**EXERCISE TEXT:**
:::

(GrubStreet) — A Maryland company called Stiff Bull has invented an “all-natural herbs coffee” that it claims can improve men’s libido and sexual performance. The coffee is, ahem, “enhanced” with herbs from the jungles of Malaysia like guarana, maca root, and tongkat ali. If you’re not sure it’s right for you, Stiff Bull’s team says it’s great for adults who want “to maintain an active relationship” and promises the “awesome effect” will last two or even three days. Sounds time-consuming! Also, it’s probably not something you should drink.
The FDA recently added the concoction, which is produced in Malaysia, to its list of Tainted Sexual Enhancement Products. Laboratory testing done by the agency confirmed the coffee contained an unlisted ingredient in desmethyl carbodenafil, which is similar to the active ingredient, sildenafil, used in Viagra. Problematically for consumers, desmethyl carbodenafil may interact with nitrates, which are found in certain prescription drugs and taken by men with diabetes, heart disease, and other conditions. It can also lower blood-pressure levels to, the agency writes, “dangerous levels.” Stiff Bull’s Keith Hanson tells Indy 100 that desmethyl carbodenafil was never part of Stiff Bull’s brew, and it was added by a cheap manufacturer looking to cut down on costs.
Ummmm… worth it? I’m not a coffee guy. Never been a coffee guy, makes me too jittery. But if you’re giving me the ability to fuck good then I’m all in. I don’t even know what the fuck this shit could possibly do but I’ll believe herbs from Malaysian jungles do absolutely anything you tell me they do. 100 out of 100 times I’ll just nod and say, “Yup, of course, everyone knows that’s what that herb does.” Make my dick hard as a kapok tree and give me the stamina of a panther? Absolutely. Of course. I graduated elementary school, bro, I know the herb turns my fuckstick into a weapon. Thanks.

:::

**DATA EXCERPTS:**
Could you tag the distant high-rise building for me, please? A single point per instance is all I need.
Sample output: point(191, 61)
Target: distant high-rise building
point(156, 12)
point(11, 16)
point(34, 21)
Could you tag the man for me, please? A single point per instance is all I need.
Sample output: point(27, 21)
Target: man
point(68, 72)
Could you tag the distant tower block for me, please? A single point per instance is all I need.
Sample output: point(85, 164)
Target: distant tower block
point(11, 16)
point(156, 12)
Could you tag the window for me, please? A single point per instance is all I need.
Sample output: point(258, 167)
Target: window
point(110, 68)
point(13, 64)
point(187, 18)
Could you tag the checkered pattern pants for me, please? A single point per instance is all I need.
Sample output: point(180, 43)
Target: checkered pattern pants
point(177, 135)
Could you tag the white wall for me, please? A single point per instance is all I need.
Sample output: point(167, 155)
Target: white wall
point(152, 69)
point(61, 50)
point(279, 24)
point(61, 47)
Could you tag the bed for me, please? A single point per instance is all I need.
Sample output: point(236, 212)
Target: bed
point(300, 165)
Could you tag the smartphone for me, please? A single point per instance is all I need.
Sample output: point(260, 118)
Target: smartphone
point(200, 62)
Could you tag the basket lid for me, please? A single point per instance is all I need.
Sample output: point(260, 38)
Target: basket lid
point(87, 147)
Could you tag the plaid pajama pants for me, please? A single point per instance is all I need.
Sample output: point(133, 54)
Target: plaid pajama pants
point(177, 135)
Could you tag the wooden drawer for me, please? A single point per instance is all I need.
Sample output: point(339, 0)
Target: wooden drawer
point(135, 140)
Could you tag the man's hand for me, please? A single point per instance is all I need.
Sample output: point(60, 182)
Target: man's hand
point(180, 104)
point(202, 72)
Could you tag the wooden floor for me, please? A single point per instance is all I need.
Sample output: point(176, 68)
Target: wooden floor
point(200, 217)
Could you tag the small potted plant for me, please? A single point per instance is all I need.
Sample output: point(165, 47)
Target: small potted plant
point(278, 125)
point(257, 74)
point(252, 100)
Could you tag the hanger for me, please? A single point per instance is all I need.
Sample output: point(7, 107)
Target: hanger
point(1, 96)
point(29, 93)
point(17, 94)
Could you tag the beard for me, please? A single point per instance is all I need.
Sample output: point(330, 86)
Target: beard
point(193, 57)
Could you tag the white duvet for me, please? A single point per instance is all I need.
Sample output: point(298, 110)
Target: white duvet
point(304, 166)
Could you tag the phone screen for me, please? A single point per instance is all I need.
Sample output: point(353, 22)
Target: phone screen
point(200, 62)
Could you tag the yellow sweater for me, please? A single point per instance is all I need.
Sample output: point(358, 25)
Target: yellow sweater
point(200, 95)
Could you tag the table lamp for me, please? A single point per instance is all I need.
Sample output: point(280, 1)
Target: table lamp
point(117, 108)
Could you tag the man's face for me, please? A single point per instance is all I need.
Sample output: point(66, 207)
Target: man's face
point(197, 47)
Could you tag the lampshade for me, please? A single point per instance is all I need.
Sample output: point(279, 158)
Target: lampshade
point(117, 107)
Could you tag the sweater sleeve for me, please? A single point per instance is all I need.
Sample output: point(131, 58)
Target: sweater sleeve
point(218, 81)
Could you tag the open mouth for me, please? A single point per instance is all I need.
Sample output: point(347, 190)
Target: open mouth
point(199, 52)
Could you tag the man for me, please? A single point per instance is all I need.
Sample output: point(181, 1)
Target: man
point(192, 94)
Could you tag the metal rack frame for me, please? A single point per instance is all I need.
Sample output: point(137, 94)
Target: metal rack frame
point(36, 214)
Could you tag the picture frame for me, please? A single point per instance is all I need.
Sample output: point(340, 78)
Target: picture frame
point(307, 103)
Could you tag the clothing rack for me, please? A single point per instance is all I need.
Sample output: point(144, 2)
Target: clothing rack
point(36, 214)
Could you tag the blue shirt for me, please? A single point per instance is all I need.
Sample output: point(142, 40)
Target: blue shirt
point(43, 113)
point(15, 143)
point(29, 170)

:::

**EXPLORE THE MATERIAL:**
1 > Copy out the part of the Stiff Bull coffee article from "(GrubStreet) — A" to "you should drink.".
2 > Using the Stiff Bull coffee article, answer yes or no to each statement and quote the words that decide it.
(a) The coffee is made in Malaysia.
(b) The company promises the effect will last a full week.
(c) Keith Hanson says desmethyl carbodenafil was part of the company's brew.
3 > Answer these questions from the Stiff Bull coffee article.
(a) In which state is the company based?
(b) The active ingredient of which drug is desmethyl carbodenafil similar to?
(c) What effect does coffee have on the writer?

**ANSWERS PER TASK:**
1 >
(GrubStreet) — A Maryland company called Stiff Bull has invented an “all-natural herbs coffee” that it claims can improve men’s libido and sexual performance. The coffee is, ahem, “enhanced” with herbs from the jungles of Malaysia like guarana, maca root, and tongkat ali. If you’re not sure it’s right for you, Stiff Bull’s team says it’s great for adults who want “to maintain an active relationship” and promises the “awesome effect” will last two or even three days. Sounds time-consuming! Also, it’s probably not something you should drink.

2 >
(a) Yes: "which is produced in Malaysia"
(b) No: "promises the “awesome effect” will last two or even three days"
(c) No: "desmethyl carbodenafil was never part of Stiff Bull’s brew"

3 >
(a) Maryland
(b) Viagra (its active ingredient is sildenafil)
(c) It makes him too jittery.